## [THE PROBLEM]
All of the records listed below should be retyped exactly.
═══ DATA SUPPLIED ═══
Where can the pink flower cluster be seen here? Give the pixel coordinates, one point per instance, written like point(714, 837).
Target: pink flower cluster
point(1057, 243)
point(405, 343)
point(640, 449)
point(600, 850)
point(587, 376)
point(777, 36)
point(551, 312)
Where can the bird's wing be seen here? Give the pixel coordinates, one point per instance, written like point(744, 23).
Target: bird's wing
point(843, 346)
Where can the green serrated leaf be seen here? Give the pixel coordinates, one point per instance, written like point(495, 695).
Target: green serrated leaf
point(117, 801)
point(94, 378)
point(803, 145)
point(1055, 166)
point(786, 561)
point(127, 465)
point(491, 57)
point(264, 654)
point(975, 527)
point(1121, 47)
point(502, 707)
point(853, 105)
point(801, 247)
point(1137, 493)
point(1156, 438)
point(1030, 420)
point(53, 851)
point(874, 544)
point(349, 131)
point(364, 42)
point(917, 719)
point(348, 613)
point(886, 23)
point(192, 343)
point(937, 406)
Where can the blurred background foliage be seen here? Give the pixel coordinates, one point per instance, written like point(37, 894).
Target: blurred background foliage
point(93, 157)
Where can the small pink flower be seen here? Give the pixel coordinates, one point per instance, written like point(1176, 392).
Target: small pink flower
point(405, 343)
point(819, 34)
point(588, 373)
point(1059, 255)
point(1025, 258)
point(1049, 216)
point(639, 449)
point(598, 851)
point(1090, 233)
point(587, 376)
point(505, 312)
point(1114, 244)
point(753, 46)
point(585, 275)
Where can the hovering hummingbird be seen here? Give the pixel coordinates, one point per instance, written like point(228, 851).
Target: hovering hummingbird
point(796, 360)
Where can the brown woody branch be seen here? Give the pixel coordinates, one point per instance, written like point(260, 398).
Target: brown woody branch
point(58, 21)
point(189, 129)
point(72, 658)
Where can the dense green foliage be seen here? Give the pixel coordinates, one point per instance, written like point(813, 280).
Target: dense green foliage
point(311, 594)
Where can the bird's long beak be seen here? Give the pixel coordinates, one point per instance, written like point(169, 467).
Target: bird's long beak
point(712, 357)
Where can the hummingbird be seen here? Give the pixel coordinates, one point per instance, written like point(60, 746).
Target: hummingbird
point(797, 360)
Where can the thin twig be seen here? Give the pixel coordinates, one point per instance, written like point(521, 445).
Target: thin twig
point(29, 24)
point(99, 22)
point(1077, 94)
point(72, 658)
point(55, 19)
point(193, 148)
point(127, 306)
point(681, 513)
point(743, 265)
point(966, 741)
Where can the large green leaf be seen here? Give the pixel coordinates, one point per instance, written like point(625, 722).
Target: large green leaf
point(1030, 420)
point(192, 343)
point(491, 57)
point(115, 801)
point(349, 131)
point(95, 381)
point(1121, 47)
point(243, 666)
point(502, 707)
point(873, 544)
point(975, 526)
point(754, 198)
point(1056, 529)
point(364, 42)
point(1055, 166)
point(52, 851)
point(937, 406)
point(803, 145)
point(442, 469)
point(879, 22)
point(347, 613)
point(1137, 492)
═══
## [EXERCISE OUTPUT]
Where can the pink flower cluster be seen here? Give the pixel coordinates, one point per instance, written like point(714, 837).
Target: pink flower cluster
point(1057, 243)
point(405, 343)
point(640, 449)
point(600, 850)
point(587, 376)
point(777, 36)
point(551, 312)
Where can the bird's wing be seen here? Give the pixel coordinates, one point per instance, written like point(744, 23).
Target: bird's wing
point(843, 346)
Where can the green serrated leaf be seen here? Give the pixel coordinates, one point per instance, written like point(495, 695).
Target: green serrated leaf
point(117, 801)
point(94, 378)
point(803, 145)
point(1055, 166)
point(786, 561)
point(127, 465)
point(491, 57)
point(264, 654)
point(975, 527)
point(1121, 47)
point(502, 707)
point(853, 105)
point(801, 247)
point(1137, 493)
point(1156, 438)
point(1030, 420)
point(53, 851)
point(874, 544)
point(349, 131)
point(364, 42)
point(917, 719)
point(348, 613)
point(886, 23)
point(192, 343)
point(937, 406)
Where can the blurred background foliage be seen here? Give the pixel coordinates, one point per instance, written like point(37, 894).
Target: blurred background foliage
point(93, 157)
Where can the small pink flower be seen here? Give the pixel coordinates, one point per instance, written like point(1176, 392).
Target: small pink flower
point(405, 343)
point(819, 34)
point(588, 373)
point(1059, 255)
point(1025, 258)
point(1049, 216)
point(639, 449)
point(598, 851)
point(1090, 233)
point(587, 376)
point(505, 312)
point(1114, 244)
point(753, 46)
point(585, 275)
Where can the hovering hummingbird be seen here? Give the pixel coordinates, one point per instance, written like point(228, 851).
Target: hovering hummingbird
point(796, 360)
Where can the brown woody branch be seen here? Give the pixel coordinates, one point per instance, written like point(260, 398).
Target: brown woody branch
point(58, 21)
point(189, 129)
point(72, 658)
Where can the dense green foliage be seen here? Give the pixel coordinates, one point per instance, written like point(813, 280).
Target: dense green foliage
point(311, 594)
Where can the bird's long beak be seen here? Give the pixel coordinates, one point per instance, written like point(169, 467).
Target: bird's long beak
point(712, 357)
Where can the hummingbird be seen here? Give the pixel coordinates, one point per instance, written like point(60, 746).
Target: hummingbird
point(797, 360)
Where can the thin twig be seen here? Give the pixel coordinates, one point per instance, written like point(521, 445).
Target: thin twig
point(29, 24)
point(99, 22)
point(1077, 94)
point(72, 658)
point(55, 19)
point(193, 148)
point(127, 306)
point(681, 513)
point(743, 265)
point(966, 741)
Where can the large green leaf be seen here? Give the pixel coordinates, one point per instance, written like point(625, 722).
Target: large green leaf
point(1030, 420)
point(192, 343)
point(491, 57)
point(115, 801)
point(349, 131)
point(95, 381)
point(1121, 47)
point(243, 666)
point(502, 707)
point(873, 544)
point(975, 526)
point(754, 198)
point(1056, 529)
point(364, 42)
point(1055, 166)
point(52, 851)
point(937, 406)
point(803, 145)
point(442, 469)
point(879, 22)
point(347, 613)
point(1137, 492)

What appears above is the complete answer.